» Supplied passage
+ + + + +

Damage to the stonework on St. Thomas's Church after a nearby bomb exploded on the 7th September, 1940.


Bomb damage on the Grace Mary Estate, Tividale. In November 1940.


The Duke of Kent, inspecting the Home Guard in Dudley Market Place, on the 19th December, 1940.

Two British Restaurants opened in Dudley. The restaurants were established by the Ministry of Food and known as communal feeding centres. By 1943 there were over 2,000 British Restaurants which offered affordable, nutritionally balanced meals, to help people to supplement the meagre food rations. They were staffed by volunteers from the Women’s Volunteer Service and allowed people to eat-out, or take food away to eat at home.

Salvage campaigns were introduced in 1941, in which scrap metal was collected, including wrought iron railings which were taken down to be used as scrap. Large amounts of waste paper were also collected. In 1942, Dudley collected 126 tons.

Ernest Bevin introduced conscription for women in 1941. Anyone between the ages of 18 and 50 who had no children under the age of 14 was required to do work of national importance. This included joining the Women's Royal Naval Service, the Women's Auxiliary Air Force, the Women's Auxiliary Territorial Service, the Land Army, working on war work in factories, or joining the nursing services. Nurseries were established to help women with childcare and in 1943 school meals were introduced for children.

On the 26th February, 1942, the king and queen inspected around 2,000 civil defence personnel at Dudley cricket ground. Around 10,000 people came to watch the event. During the early 1940s, both Dudley Girls’ High School and Dudley Grammar School sent children to harvest camps to help with the harvest, during the shortage of labour.

There was a shortage of coal miners and so between December 1943 and March 1948, young British men were conscripted to work in the coal mines. They were known as 'Bevin boys'.

During 1942, more air raid shelters were built at Dudley to improve the civil defence facilities. There were severe shortages and so people were asked to use less water and take fewer baths, clothes were rationed, newspapers were restricted to four pages and petrol was only available for essential use.

After the defeat of the Luftwaffe, the air raids ended. Dudley had 358 air raid alerts, but only a small number of bombs were dropped. One of them landed near St. Thomas’s Church, on the 7th September, 1940, destroying the Three Swans public house, on the opposite side of High Street (number 177). Some slight damage from the explosion can still be seen today in the church’s stonework. There was one fatality in Dudley, a Mrs. George Marlow.

+ + + + +

» Check your understanding
a. Write out the passage on wartime Dudley from "Ernest Bevin introduced" to "introduced for children.", without altering any wording.
b. Which complete dates, giving day, month and year, appear in the passage on wartime Dudley? List each one once.
c. Carry on the passage about wartime Dudley from its final sentence.

» Entries provided

+ + + + +

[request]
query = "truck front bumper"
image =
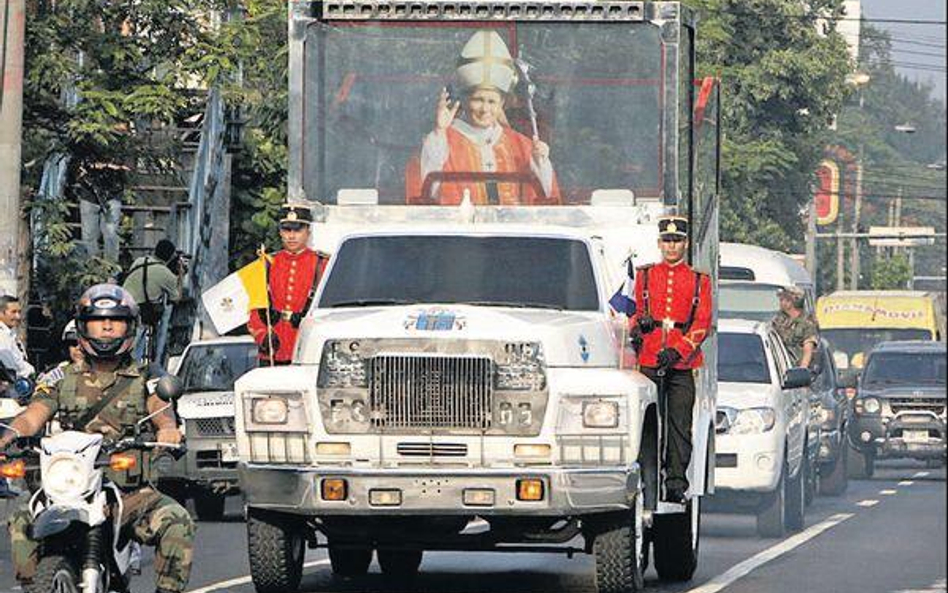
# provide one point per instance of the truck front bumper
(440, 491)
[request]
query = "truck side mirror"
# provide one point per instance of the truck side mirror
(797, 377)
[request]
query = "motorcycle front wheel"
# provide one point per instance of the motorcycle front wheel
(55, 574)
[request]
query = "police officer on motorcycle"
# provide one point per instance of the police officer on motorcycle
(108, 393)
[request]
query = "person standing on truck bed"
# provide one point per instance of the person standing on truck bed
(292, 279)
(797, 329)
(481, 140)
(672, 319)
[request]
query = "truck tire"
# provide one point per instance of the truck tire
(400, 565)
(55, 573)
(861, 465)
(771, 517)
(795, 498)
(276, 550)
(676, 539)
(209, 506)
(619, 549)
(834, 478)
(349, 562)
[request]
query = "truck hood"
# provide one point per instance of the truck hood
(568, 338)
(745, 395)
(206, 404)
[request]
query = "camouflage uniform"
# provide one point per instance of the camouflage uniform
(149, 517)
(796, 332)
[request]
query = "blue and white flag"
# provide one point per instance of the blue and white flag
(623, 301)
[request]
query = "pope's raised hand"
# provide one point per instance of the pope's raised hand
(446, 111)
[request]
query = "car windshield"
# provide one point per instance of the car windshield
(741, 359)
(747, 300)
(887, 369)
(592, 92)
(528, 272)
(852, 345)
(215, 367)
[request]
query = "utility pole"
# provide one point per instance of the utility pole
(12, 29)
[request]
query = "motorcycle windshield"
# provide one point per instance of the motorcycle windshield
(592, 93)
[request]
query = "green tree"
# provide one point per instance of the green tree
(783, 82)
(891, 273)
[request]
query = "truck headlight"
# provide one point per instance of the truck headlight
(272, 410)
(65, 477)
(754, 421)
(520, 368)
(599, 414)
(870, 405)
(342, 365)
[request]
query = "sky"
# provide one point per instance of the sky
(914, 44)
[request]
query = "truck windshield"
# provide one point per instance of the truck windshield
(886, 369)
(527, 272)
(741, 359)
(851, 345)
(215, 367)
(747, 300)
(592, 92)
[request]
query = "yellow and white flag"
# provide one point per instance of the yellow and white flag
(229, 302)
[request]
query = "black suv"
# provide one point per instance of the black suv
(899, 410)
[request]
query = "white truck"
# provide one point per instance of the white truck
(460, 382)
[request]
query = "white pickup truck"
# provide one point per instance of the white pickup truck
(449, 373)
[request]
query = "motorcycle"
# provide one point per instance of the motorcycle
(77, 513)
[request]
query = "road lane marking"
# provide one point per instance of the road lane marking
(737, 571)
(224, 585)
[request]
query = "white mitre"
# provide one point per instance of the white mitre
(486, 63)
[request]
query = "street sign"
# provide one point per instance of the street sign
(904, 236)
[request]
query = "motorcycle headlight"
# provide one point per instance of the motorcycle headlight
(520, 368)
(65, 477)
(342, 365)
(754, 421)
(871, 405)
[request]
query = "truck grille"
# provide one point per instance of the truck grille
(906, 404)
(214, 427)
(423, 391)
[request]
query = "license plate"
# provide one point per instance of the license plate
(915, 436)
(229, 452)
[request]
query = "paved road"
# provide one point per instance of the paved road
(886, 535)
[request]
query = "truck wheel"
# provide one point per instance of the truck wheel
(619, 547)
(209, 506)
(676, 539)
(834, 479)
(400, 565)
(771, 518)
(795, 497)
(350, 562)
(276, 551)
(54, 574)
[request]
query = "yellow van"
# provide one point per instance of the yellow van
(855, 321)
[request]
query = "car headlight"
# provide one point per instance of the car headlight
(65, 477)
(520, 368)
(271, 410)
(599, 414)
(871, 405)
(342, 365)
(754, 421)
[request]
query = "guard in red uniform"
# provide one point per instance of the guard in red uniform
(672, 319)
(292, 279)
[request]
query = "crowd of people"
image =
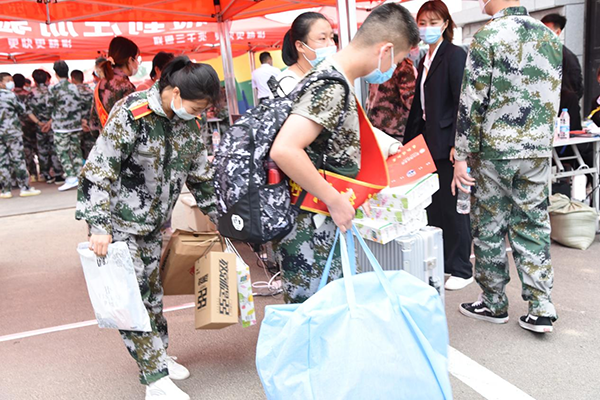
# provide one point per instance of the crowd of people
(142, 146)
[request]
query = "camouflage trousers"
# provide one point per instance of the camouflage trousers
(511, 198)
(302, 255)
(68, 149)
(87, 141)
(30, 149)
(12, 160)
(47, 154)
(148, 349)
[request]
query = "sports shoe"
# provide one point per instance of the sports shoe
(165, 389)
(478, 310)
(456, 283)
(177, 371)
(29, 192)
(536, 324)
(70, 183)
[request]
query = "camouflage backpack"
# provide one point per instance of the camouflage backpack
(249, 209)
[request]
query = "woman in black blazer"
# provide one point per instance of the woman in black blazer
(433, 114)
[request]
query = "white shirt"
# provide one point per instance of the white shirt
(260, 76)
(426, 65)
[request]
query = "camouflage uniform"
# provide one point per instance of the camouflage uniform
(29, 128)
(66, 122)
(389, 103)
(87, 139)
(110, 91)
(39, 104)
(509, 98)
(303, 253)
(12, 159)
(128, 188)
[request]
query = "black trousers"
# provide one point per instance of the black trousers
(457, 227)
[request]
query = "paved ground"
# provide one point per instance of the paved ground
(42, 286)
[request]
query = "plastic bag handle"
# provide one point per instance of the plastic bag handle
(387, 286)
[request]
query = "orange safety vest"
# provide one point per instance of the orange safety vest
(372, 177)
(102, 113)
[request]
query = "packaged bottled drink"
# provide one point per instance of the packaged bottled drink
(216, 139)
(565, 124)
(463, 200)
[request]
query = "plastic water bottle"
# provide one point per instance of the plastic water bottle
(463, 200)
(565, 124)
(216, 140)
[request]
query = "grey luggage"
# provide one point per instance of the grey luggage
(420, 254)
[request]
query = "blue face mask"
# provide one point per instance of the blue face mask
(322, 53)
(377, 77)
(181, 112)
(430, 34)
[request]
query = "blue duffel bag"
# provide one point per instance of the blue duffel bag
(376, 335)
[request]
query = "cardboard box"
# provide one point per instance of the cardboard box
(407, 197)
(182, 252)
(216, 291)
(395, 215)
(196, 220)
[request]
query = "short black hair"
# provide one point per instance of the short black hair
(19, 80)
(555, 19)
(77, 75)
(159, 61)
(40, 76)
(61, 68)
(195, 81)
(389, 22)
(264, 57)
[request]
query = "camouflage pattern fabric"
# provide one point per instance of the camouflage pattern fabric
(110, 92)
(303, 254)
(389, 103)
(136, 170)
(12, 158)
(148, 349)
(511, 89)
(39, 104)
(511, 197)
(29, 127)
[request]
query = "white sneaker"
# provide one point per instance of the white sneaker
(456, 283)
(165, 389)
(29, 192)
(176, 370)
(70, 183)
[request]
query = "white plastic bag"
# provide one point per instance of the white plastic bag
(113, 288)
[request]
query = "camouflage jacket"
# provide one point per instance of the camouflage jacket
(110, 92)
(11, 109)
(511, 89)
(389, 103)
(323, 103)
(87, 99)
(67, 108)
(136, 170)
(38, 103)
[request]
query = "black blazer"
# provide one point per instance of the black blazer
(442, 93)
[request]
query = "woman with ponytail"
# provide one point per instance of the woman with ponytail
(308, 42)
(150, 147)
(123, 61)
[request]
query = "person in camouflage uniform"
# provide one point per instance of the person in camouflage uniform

+ + + + +

» Answers to this exercise
a.
Ernest Bevin introduced conscription for women in 1941. Anyone between the ages of 18 and 50 who had no children under the age of 14 was required to do work of national importance. This included joining the Women's Royal Naval Service, the Women's Auxiliary Air Force, the Women's Auxiliary Territorial Service, the Land Army, working on war work in factories, or joining the nursing services. Nurseries were established to help women with childcare and in 1943 school meals were introduced for children.

b.
7th September, 1940
19th December, 1940
26th February, 1942

c.
In January 1944, Rab Butler’s Education Act promised free secondary education for all.


The march at the beginning of Sedgley's Salute the Soldier Week, on the 17th April, 1944.

After the D-Day invasion of Europe in 1944, civil defence duties were reduced, the local Home Guard disbanded at St. Thomas’s Church on the 3rd December, the blackout ended and the streets were again lit at night. The war in Europe ended on the 8th May, 1945 and was declared at an end when Japan formally surrendered on the 2nd September. There were massive celebrations, street parties and Churchill dissolved parliament. Many changes would soon follow with the landslide victory of the Labour Party and the introduction of increased nationalisation and the creation of the welfare state.


A VE Day street party that was held in Lowe Avenue, Darlaston. Courtesy of Mavis Young.

Like many of the local factories in the early 1940s, the Co-Operative Wholesale Society (CWS) warehouse in Hall Street, which supplied many local Co-Op stores, had its own fire brigade. The CWS National Works Fire Brigade competed in the National Fire Service annual competitions and on the 8th July, 1944 won the Dudley divisional competition at the Revo Sports Centre. Amazingly the fire brigade’s room at the factory, now occupied by the Alan Nuttall Partnership, was rediscovered in 2016, still in its original condition with the old uniforms, gas masks, canvas hoses and fire pump trailer, with 'CWS DUDLEY' lettered in gold on the front.